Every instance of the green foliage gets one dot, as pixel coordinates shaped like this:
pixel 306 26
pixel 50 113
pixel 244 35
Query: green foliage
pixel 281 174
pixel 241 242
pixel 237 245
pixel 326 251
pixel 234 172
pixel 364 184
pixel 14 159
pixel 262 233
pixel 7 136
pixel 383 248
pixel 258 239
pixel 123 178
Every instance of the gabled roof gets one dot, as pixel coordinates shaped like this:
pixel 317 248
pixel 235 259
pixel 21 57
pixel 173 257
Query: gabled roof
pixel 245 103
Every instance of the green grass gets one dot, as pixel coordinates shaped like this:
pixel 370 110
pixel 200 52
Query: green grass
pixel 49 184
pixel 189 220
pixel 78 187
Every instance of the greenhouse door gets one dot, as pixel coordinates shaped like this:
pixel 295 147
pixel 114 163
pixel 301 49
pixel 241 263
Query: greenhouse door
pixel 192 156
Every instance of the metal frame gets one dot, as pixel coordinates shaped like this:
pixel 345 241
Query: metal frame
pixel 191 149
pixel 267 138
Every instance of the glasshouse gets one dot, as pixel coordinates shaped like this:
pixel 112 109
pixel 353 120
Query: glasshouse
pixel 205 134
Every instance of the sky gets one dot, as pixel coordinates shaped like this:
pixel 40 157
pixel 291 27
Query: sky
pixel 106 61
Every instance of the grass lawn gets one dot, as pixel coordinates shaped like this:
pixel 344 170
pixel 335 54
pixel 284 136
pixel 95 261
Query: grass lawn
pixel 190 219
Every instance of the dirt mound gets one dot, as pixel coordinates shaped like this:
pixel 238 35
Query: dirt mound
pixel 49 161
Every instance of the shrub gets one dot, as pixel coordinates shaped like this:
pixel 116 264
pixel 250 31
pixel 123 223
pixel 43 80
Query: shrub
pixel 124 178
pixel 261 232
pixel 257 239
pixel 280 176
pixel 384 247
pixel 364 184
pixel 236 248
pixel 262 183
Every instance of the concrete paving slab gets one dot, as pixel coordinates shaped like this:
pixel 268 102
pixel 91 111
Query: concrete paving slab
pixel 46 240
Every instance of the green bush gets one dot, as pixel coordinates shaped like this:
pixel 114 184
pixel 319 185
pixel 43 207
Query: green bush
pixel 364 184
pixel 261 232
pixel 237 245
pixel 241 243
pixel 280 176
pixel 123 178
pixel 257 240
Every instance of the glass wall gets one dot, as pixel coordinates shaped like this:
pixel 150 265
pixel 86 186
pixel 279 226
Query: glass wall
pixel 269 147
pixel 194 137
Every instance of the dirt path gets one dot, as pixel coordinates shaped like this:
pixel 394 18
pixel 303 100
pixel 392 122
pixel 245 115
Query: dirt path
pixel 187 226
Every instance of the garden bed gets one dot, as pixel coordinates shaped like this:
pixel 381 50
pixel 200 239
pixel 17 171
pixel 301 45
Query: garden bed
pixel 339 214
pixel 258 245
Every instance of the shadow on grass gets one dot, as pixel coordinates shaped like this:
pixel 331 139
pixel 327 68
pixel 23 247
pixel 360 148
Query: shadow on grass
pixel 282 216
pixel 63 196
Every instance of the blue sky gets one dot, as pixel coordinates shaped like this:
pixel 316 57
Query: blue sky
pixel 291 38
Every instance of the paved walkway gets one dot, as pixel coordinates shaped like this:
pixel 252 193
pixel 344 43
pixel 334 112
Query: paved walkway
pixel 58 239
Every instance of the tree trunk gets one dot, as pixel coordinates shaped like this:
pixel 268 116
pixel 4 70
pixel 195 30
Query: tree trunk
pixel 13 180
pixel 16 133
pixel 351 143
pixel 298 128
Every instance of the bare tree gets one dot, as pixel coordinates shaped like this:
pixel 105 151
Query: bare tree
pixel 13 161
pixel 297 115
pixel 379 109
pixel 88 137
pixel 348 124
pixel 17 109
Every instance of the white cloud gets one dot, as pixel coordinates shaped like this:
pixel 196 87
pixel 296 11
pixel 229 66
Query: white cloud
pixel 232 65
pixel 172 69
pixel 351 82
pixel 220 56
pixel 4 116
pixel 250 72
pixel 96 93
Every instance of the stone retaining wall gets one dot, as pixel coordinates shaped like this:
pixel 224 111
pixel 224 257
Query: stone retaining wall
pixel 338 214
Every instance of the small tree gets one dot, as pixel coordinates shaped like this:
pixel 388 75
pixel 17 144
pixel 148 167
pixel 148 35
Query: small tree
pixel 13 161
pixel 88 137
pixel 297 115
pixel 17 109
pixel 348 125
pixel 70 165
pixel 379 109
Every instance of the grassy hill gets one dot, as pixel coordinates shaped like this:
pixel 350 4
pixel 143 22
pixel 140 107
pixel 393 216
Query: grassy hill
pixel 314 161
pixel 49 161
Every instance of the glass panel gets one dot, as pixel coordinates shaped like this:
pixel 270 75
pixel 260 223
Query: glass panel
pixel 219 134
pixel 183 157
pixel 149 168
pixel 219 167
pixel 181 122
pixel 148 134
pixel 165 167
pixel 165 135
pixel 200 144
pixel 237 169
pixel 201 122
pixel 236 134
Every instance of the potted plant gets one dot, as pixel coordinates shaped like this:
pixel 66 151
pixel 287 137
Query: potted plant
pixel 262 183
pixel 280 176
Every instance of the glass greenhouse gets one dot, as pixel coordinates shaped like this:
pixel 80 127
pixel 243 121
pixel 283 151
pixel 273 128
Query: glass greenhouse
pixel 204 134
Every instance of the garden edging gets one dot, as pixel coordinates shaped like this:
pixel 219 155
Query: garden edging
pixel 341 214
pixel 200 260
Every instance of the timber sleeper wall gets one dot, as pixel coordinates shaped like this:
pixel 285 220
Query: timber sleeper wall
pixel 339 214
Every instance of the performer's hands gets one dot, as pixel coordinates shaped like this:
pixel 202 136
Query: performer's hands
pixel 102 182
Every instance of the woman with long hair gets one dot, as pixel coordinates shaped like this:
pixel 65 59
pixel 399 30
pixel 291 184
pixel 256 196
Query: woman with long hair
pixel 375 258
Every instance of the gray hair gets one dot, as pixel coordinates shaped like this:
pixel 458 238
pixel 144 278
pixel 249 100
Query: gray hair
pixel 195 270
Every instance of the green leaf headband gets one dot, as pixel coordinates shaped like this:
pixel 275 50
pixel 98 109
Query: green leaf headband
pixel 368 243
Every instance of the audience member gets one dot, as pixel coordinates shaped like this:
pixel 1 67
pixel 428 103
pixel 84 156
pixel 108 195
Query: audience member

= = = =

• What is needed
Output the records in full, keeping them exactly as they are.

• Task response
Every instance of the green foliage gets one dot, as pixel coordinates shaped like this:
pixel 306 26
pixel 50 113
pixel 244 35
Query: green foliage
pixel 281 174
pixel 241 242
pixel 237 245
pixel 326 251
pixel 234 172
pixel 364 184
pixel 14 159
pixel 262 233
pixel 7 136
pixel 383 248
pixel 258 239
pixel 123 178
Every instance of the gabled roof gets one dot, as pixel coordinates shaped like this:
pixel 317 248
pixel 235 259
pixel 21 57
pixel 173 257
Query: gabled roof
pixel 245 103
Every instance of the green grass gets one dot, as pixel coordinates shaped like this:
pixel 370 110
pixel 200 52
Query: green grass
pixel 49 184
pixel 189 220
pixel 78 187
Every instance of the greenhouse door gets one dot, as pixel coordinates shaped like this:
pixel 295 147
pixel 114 163
pixel 301 49
pixel 241 263
Query: greenhouse door
pixel 192 156
Every instance of the metal frame gets one dot, as pixel coordinates shaped like this:
pixel 345 241
Query: metal frame
pixel 191 149
pixel 267 138
Every instance of the glasshouse gets one dot, as pixel coordinates shaped like this:
pixel 112 109
pixel 353 120
Query: glasshouse
pixel 205 134
Every instance of the sky gets one dot, as pixel coordinates shaped like this:
pixel 40 157
pixel 291 27
Query: sky
pixel 106 61
Every instance of the grass lawn gets one dot, as pixel coordinates shaped like this:
pixel 344 170
pixel 335 54
pixel 284 136
pixel 95 261
Query: grass lawn
pixel 190 219
Every instance of the dirt mound gets one dot, as pixel coordinates shaped like this:
pixel 238 35
Query: dirt mound
pixel 49 161
Every instance of the shrub gets one dot, as pixel coordinates shaped like this:
pixel 116 264
pixel 250 31
pixel 123 223
pixel 43 80
Query: shrub
pixel 124 178
pixel 261 232
pixel 257 239
pixel 280 176
pixel 384 247
pixel 364 184
pixel 236 248
pixel 262 183
Every instance of the concrete paving slab gets one dot, as pixel coordinates shaped like this:
pixel 268 102
pixel 91 111
Query: concrete paving slab
pixel 46 240
Every instance of the green bush gets one dot, as pixel coordinates shaped like this:
pixel 114 184
pixel 319 185
pixel 43 207
Query: green bush
pixel 364 184
pixel 261 232
pixel 237 245
pixel 241 243
pixel 280 176
pixel 123 178
pixel 257 240
Every instance of the glass wall gets one dot, as pixel coordinates shaped like this:
pixel 150 265
pixel 86 186
pixel 279 226
Query: glass wall
pixel 269 147
pixel 194 137
Every instance of the dirt path gets one dot, as pixel coordinates shaped like this:
pixel 394 18
pixel 303 100
pixel 392 122
pixel 245 115
Query: dirt path
pixel 187 226
Every instance of the garden bed gets one dot, as pixel coordinates shaped like this:
pixel 381 50
pixel 200 239
pixel 17 171
pixel 301 45
Query: garden bed
pixel 339 214
pixel 258 245
Every instance of the shadow on grass gets one dot, as pixel coordinates shaped like this:
pixel 331 139
pixel 327 68
pixel 23 247
pixel 360 148
Query: shadow on grass
pixel 282 216
pixel 63 196
Every instance of the blue sky gets one dot, as pixel coordinates shaped like this:
pixel 316 57
Query: blue sky
pixel 291 38
Every instance of the paved walkway gets one dot, as pixel coordinates shaped like this:
pixel 252 193
pixel 344 43
pixel 334 112
Query: paved walkway
pixel 58 239
Every instance of the tree trunk gets one dot, as pixel coordinates shaped like this:
pixel 268 116
pixel 4 70
pixel 195 30
Query: tree trunk
pixel 13 180
pixel 16 133
pixel 351 143
pixel 298 128
Every instance of the bare tree gets one dot, as pixel coordinates shaped like this:
pixel 105 151
Query: bare tree
pixel 13 161
pixel 297 115
pixel 379 109
pixel 88 137
pixel 348 124
pixel 17 109
Every instance of the white cloud gets one dot, as pixel coordinates shaped like this:
pixel 196 87
pixel 296 11
pixel 229 66
Query: white cloud
pixel 232 65
pixel 172 69
pixel 351 82
pixel 220 56
pixel 4 116
pixel 250 72
pixel 96 93
Every instance of the stone retaining wall gets one dot, as pixel coordinates shaped like this:
pixel 224 111
pixel 224 257
Query: stone retaining wall
pixel 338 214
Every instance of the small tree gets one dot, as pixel coordinates shaped like this:
pixel 388 75
pixel 17 144
pixel 148 167
pixel 148 35
Query: small tree
pixel 13 161
pixel 88 137
pixel 297 115
pixel 17 109
pixel 348 125
pixel 70 165
pixel 379 109
Every instance of the grassy hill gets one dot, as pixel coordinates shaped like this:
pixel 350 4
pixel 143 22
pixel 140 107
pixel 393 216
Query: grassy hill
pixel 314 161
pixel 49 161
Every instance of the glass panel gets one dot, as pixel coordinates shaped like this:
pixel 270 75
pixel 260 223
Query: glass panel
pixel 219 134
pixel 183 157
pixel 149 168
pixel 219 167
pixel 181 122
pixel 148 134
pixel 165 167
pixel 165 135
pixel 200 144
pixel 237 169
pixel 201 122
pixel 236 134
Every instance of the potted plant gets one dot, as pixel coordinates shaped like this:
pixel 66 151
pixel 287 137
Query: potted plant
pixel 262 183
pixel 280 176
Every instance of the glass greenhouse gets one dot, as pixel coordinates shaped like this:
pixel 80 127
pixel 243 121
pixel 283 151
pixel 273 128
Query: glass greenhouse
pixel 204 134
Every instance of the garden edging gets one dot, as pixel coordinates shaped like this:
pixel 219 155
Query: garden edging
pixel 341 214
pixel 200 260
Every instance of the timber sleeper wall gets one dot, as pixel coordinates shaped like this:
pixel 285 220
Query: timber sleeper wall
pixel 339 214
Every instance of the performer's hands gets one dot, as pixel coordinates shaped like this:
pixel 202 136
Query: performer's hands
pixel 102 182
Every instance of the woman with long hair gets one dot, as pixel coordinates shaped like this:
pixel 65 59
pixel 399 30
pixel 291 184
pixel 256 196
Query: woman with long hair
pixel 375 258
Every instance of the gray hair gets one dot, as pixel coordinates shaped like this:
pixel 458 238
pixel 144 278
pixel 249 100
Query: gray hair
pixel 195 270
Every instance of the green leaf headband gets one dot, as pixel coordinates shaped like this:
pixel 275 50
pixel 98 109
Query: green leaf headband
pixel 368 243
Every instance of the audience member gets one dot, as pixel coordinates shaped like this:
pixel 1 67
pixel 428 103
pixel 84 156
pixel 108 195
Query: audience member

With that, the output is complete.